> **Exercise objective**:
Note each line of the entries that includes "loose". Then copy those lines.

(Source records)
□ □ □

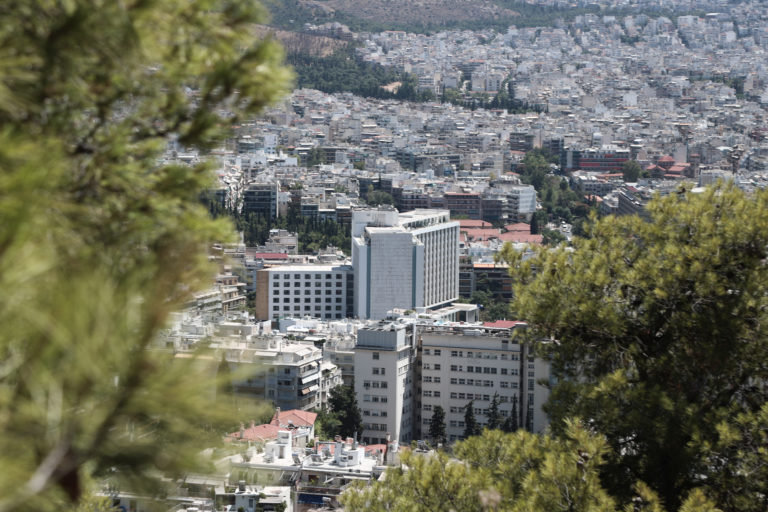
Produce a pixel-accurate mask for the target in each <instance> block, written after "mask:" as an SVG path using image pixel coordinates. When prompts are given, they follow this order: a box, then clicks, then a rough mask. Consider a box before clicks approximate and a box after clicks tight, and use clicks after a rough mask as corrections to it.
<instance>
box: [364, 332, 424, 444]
mask: <svg viewBox="0 0 768 512" xmlns="http://www.w3.org/2000/svg"><path fill="white" fill-rule="evenodd" d="M412 333H413V329H412V326H405V325H402V324H380V325H379V326H376V327H371V328H364V329H359V330H358V331H357V346H356V347H355V395H356V396H357V403H358V406H359V407H360V410H361V411H362V414H363V432H362V433H361V439H362V441H363V442H364V443H366V444H383V443H387V442H388V438H389V439H391V440H392V441H399V442H400V443H408V442H410V441H411V440H412V439H413V437H412V436H413V430H414V428H413V427H414V425H413V422H414V416H415V413H416V412H417V411H416V406H415V403H416V398H415V393H414V387H415V386H414V385H415V382H414V375H415V371H414V370H415V354H416V351H415V350H414V343H413V334H412Z"/></svg>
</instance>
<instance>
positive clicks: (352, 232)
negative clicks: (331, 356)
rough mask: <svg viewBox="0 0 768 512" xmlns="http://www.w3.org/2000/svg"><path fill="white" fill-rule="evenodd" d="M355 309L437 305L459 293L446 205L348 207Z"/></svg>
mask: <svg viewBox="0 0 768 512" xmlns="http://www.w3.org/2000/svg"><path fill="white" fill-rule="evenodd" d="M352 266H353V267H354V281H355V286H354V289H355V292H354V314H355V315H356V316H357V317H359V318H374V319H381V318H384V317H385V316H386V315H387V312H388V311H391V310H392V309H394V308H401V309H416V308H420V307H425V308H430V309H431V308H436V307H440V306H442V305H445V304H448V303H450V302H452V301H454V300H456V299H458V297H459V223H458V222H455V221H453V222H452V221H451V220H450V213H449V212H448V211H447V210H414V211H411V212H407V213H400V214H398V212H397V210H394V209H392V208H382V209H377V210H358V211H354V212H353V213H352Z"/></svg>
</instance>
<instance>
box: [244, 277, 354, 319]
mask: <svg viewBox="0 0 768 512" xmlns="http://www.w3.org/2000/svg"><path fill="white" fill-rule="evenodd" d="M352 278H353V273H352V267H351V266H349V265H280V266H276V267H272V268H265V269H262V270H259V271H257V272H256V308H255V310H254V312H255V315H256V318H258V319H259V320H270V319H277V318H280V317H284V316H296V317H301V316H312V317H315V318H322V319H326V320H331V319H341V318H347V317H349V316H352V297H353V287H352Z"/></svg>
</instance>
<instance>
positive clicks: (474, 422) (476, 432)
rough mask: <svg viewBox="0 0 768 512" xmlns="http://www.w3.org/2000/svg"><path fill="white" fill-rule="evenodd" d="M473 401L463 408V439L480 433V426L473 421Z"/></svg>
mask: <svg viewBox="0 0 768 512" xmlns="http://www.w3.org/2000/svg"><path fill="white" fill-rule="evenodd" d="M474 405H475V401H474V400H472V401H470V402H469V403H468V404H467V405H466V407H465V408H464V435H463V437H464V439H467V438H468V437H472V436H476V435H478V434H479V433H480V426H479V425H478V424H477V420H476V419H475V410H474Z"/></svg>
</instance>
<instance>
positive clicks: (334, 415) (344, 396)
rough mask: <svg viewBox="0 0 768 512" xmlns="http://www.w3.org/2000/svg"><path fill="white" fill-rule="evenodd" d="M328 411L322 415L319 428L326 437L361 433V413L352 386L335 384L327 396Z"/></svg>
mask: <svg viewBox="0 0 768 512" xmlns="http://www.w3.org/2000/svg"><path fill="white" fill-rule="evenodd" d="M328 407H329V409H330V410H329V411H328V412H327V413H325V414H323V416H322V420H323V422H322V424H321V430H322V431H323V433H324V434H325V435H327V436H328V437H333V436H337V435H339V436H342V437H354V436H355V435H357V436H358V437H359V436H361V435H362V433H363V414H362V412H360V407H358V405H357V400H356V399H355V390H354V388H353V387H352V386H336V387H335V388H333V389H332V390H331V392H330V394H329V396H328Z"/></svg>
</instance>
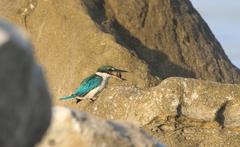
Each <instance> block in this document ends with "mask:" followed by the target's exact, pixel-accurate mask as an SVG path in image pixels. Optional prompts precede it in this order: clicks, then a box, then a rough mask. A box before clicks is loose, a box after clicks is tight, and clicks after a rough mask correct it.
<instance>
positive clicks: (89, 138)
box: [38, 106, 163, 147]
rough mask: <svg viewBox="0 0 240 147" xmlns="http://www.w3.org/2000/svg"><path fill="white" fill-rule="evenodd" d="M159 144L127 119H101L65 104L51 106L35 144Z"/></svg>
mask: <svg viewBox="0 0 240 147" xmlns="http://www.w3.org/2000/svg"><path fill="white" fill-rule="evenodd" d="M52 146H56V147H76V146H82V147H103V146H104V147H113V146H116V147H163V145H161V144H160V143H159V142H157V141H156V140H155V139H153V138H152V137H150V136H148V135H147V134H146V133H145V132H144V131H143V130H140V129H138V128H136V127H134V126H133V125H131V124H129V123H124V122H117V121H103V120H98V119H95V118H93V117H92V116H90V115H88V114H86V113H83V112H78V111H75V110H71V109H69V108H66V107H59V106H58V107H54V108H53V120H52V124H51V127H50V129H49V131H48V134H47V136H46V137H45V138H44V139H43V141H42V142H41V143H40V144H39V145H38V147H52Z"/></svg>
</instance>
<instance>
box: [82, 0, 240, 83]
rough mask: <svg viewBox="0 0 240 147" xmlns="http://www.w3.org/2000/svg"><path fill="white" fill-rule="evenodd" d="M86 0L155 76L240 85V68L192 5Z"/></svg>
mask: <svg viewBox="0 0 240 147" xmlns="http://www.w3.org/2000/svg"><path fill="white" fill-rule="evenodd" d="M82 1H83V4H84V6H85V7H86V9H87V12H88V13H89V15H90V16H91V18H92V19H93V21H95V23H96V24H97V25H98V26H99V27H100V29H101V30H103V31H105V32H107V33H109V34H111V35H112V36H113V37H115V39H116V41H117V42H118V43H119V44H121V45H122V46H124V47H126V48H127V49H128V50H129V51H131V52H134V53H135V54H136V56H137V57H138V58H139V59H141V60H144V61H145V62H146V63H147V65H148V67H149V69H150V71H151V74H152V75H155V76H158V77H160V78H167V77H172V76H181V77H192V78H193V77H194V78H199V79H207V80H212V81H218V82H226V83H240V71H239V69H237V68H236V67H235V66H233V65H232V63H231V62H230V61H229V59H228V57H227V56H226V54H225V53H224V51H223V49H222V47H221V45H220V44H219V42H218V41H217V40H216V38H215V37H214V35H213V34H212V32H211V30H210V29H209V27H208V25H207V24H206V23H205V22H204V20H203V19H202V18H201V16H200V15H199V14H198V12H197V11H196V10H195V9H194V8H193V6H192V4H191V2H190V1H182V0H155V1H152V0H129V1H127V2H126V1H122V0H82Z"/></svg>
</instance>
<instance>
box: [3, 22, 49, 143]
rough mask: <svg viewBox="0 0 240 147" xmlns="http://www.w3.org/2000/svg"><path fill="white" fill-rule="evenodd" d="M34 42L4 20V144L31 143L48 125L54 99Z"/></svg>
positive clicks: (3, 64)
mask: <svg viewBox="0 0 240 147" xmlns="http://www.w3.org/2000/svg"><path fill="white" fill-rule="evenodd" d="M32 48H33V47H32V45H31V43H30V41H29V40H28V39H27V37H26V35H24V34H23V33H22V32H21V31H20V30H19V29H17V28H16V27H14V26H12V25H11V24H9V23H7V22H4V21H2V20H1V21H0V69H1V71H0V87H1V88H0V117H1V121H0V146H1V147H31V146H34V145H35V144H36V143H37V142H39V141H40V140H41V138H42V136H43V134H44V132H45V131H46V129H47V128H48V125H49V122H50V116H51V101H50V97H49V93H48V90H47V87H46V84H45V81H44V78H43V74H42V71H41V67H39V65H38V64H37V63H36V62H35V60H34V58H33V54H32Z"/></svg>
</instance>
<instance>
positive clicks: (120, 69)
mask: <svg viewBox="0 0 240 147" xmlns="http://www.w3.org/2000/svg"><path fill="white" fill-rule="evenodd" d="M114 71H115V72H120V73H121V72H127V71H126V70H122V69H115V70H114Z"/></svg>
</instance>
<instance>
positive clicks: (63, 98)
mask: <svg viewBox="0 0 240 147" xmlns="http://www.w3.org/2000/svg"><path fill="white" fill-rule="evenodd" d="M75 97H76V95H75V94H72V95H70V96H64V97H61V98H60V100H68V99H72V98H75Z"/></svg>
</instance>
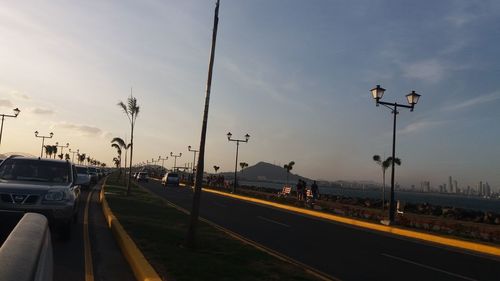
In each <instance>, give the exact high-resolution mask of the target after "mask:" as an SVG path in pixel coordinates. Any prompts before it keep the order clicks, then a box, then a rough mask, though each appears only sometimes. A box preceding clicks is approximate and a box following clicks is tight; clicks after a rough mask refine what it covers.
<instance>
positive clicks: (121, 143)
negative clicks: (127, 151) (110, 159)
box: [111, 137, 130, 175]
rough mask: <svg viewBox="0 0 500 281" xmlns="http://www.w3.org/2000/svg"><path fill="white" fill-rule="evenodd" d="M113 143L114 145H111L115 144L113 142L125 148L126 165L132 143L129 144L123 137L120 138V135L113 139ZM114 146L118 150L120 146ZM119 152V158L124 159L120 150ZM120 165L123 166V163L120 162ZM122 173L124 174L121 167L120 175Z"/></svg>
mask: <svg viewBox="0 0 500 281" xmlns="http://www.w3.org/2000/svg"><path fill="white" fill-rule="evenodd" d="M111 143H112V145H111V146H113V144H115V145H118V146H119V147H120V148H122V149H125V161H124V163H125V165H127V151H128V149H129V148H130V143H129V144H126V143H125V142H124V141H123V139H122V138H119V137H115V138H113V139H112V140H111ZM113 147H114V148H116V149H117V150H118V148H117V147H116V146H113ZM118 153H119V154H120V158H119V159H120V161H121V159H122V158H121V152H118ZM120 167H121V163H120ZM121 174H122V170H121V168H120V175H121Z"/></svg>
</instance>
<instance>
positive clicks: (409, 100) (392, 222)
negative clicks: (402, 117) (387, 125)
mask: <svg viewBox="0 0 500 281" xmlns="http://www.w3.org/2000/svg"><path fill="white" fill-rule="evenodd" d="M370 91H371V94H372V97H373V98H374V99H375V103H376V105H377V106H379V104H381V105H383V106H385V107H387V108H389V109H390V110H391V111H392V114H393V116H394V121H393V127H392V161H391V162H392V163H391V166H392V172H391V201H390V203H389V224H392V223H393V222H394V213H395V211H396V210H395V209H396V208H395V207H396V205H395V202H394V169H395V168H394V159H396V116H397V115H398V114H399V111H398V108H399V107H403V108H409V109H410V111H413V109H414V107H415V105H416V104H417V102H418V99H419V98H420V95H419V94H417V93H415V91H411V93H409V94H407V95H406V100H407V101H408V104H410V105H404V104H398V103H390V102H384V101H381V99H382V97H383V96H384V92H385V89H384V88H381V87H380V85H377V86H376V87H375V88H373V89H371V90H370Z"/></svg>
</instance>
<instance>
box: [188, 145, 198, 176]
mask: <svg viewBox="0 0 500 281" xmlns="http://www.w3.org/2000/svg"><path fill="white" fill-rule="evenodd" d="M188 151H190V152H193V154H194V156H193V167H192V169H191V172H192V174H193V183H194V172H195V170H196V168H195V167H196V166H195V162H196V153H197V152H199V150H196V149H191V146H190V145H188Z"/></svg>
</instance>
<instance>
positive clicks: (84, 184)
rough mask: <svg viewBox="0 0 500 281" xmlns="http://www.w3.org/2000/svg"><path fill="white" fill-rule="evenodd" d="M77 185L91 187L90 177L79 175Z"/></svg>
mask: <svg viewBox="0 0 500 281" xmlns="http://www.w3.org/2000/svg"><path fill="white" fill-rule="evenodd" d="M75 184H76V185H90V178H89V176H88V175H82V174H80V175H78V177H77V178H76V183H75Z"/></svg>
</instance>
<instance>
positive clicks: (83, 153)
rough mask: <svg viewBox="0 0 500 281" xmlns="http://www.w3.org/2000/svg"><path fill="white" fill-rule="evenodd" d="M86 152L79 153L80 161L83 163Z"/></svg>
mask: <svg viewBox="0 0 500 281" xmlns="http://www.w3.org/2000/svg"><path fill="white" fill-rule="evenodd" d="M85 157H86V156H85V153H82V154H78V163H79V164H80V165H81V164H82V163H83V162H84V161H85Z"/></svg>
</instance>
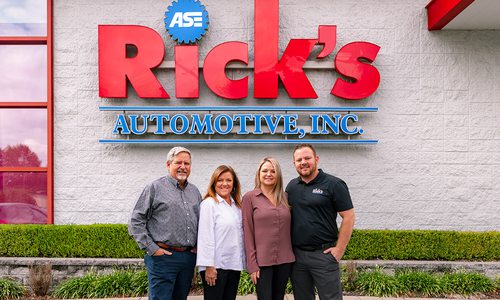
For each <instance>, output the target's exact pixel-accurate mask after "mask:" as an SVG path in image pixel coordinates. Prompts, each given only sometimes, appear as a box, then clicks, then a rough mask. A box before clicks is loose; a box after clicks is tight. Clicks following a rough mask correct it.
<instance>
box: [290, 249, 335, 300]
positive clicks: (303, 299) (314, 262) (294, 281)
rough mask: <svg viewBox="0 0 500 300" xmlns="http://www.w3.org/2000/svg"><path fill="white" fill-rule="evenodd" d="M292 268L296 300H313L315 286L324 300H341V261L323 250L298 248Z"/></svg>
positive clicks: (292, 273) (293, 290)
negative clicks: (338, 260)
mask: <svg viewBox="0 0 500 300" xmlns="http://www.w3.org/2000/svg"><path fill="white" fill-rule="evenodd" d="M293 252H294V253H295V264H294V265H293V268H292V286H293V297H294V299H295V300H313V299H314V286H316V288H317V289H318V295H319V298H320V299H322V300H341V299H342V286H341V284H340V269H339V263H338V262H337V261H336V260H335V258H334V257H333V255H331V254H330V253H327V254H324V253H323V250H316V251H304V250H300V249H297V248H294V249H293Z"/></svg>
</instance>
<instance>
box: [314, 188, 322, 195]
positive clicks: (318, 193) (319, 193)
mask: <svg viewBox="0 0 500 300" xmlns="http://www.w3.org/2000/svg"><path fill="white" fill-rule="evenodd" d="M313 194H319V195H323V190H322V189H318V188H315V189H314V190H313Z"/></svg>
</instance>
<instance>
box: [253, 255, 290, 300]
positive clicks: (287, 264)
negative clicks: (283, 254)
mask: <svg viewBox="0 0 500 300" xmlns="http://www.w3.org/2000/svg"><path fill="white" fill-rule="evenodd" d="M291 272H292V263H288V264H281V265H274V266H268V267H260V277H259V279H258V280H257V285H256V287H255V288H256V290H257V299H259V300H283V298H285V288H286V284H287V283H288V278H290V273H291Z"/></svg>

□ □ □

> **Solution**:
Each <instance> block in this document ends with "mask:" followed by the target's exact, pixel-accurate mask as an SVG path in image pixels. Optional prompts precede it in this order: clicks, then a box, then a rough mask. A box before clicks is loose, a box after clicks is tight, and clicks after a rough mask correct it.
For each <instance>, output the target's exact pixel-accurate mask after "mask:" as an SVG path in image pixel coordinates. Prompts, each given only sometimes, appear as a box, then clicks, then a rough mask. A box before clicks is loose; a box after clicks is tight. Clicks following a rough mask correct it.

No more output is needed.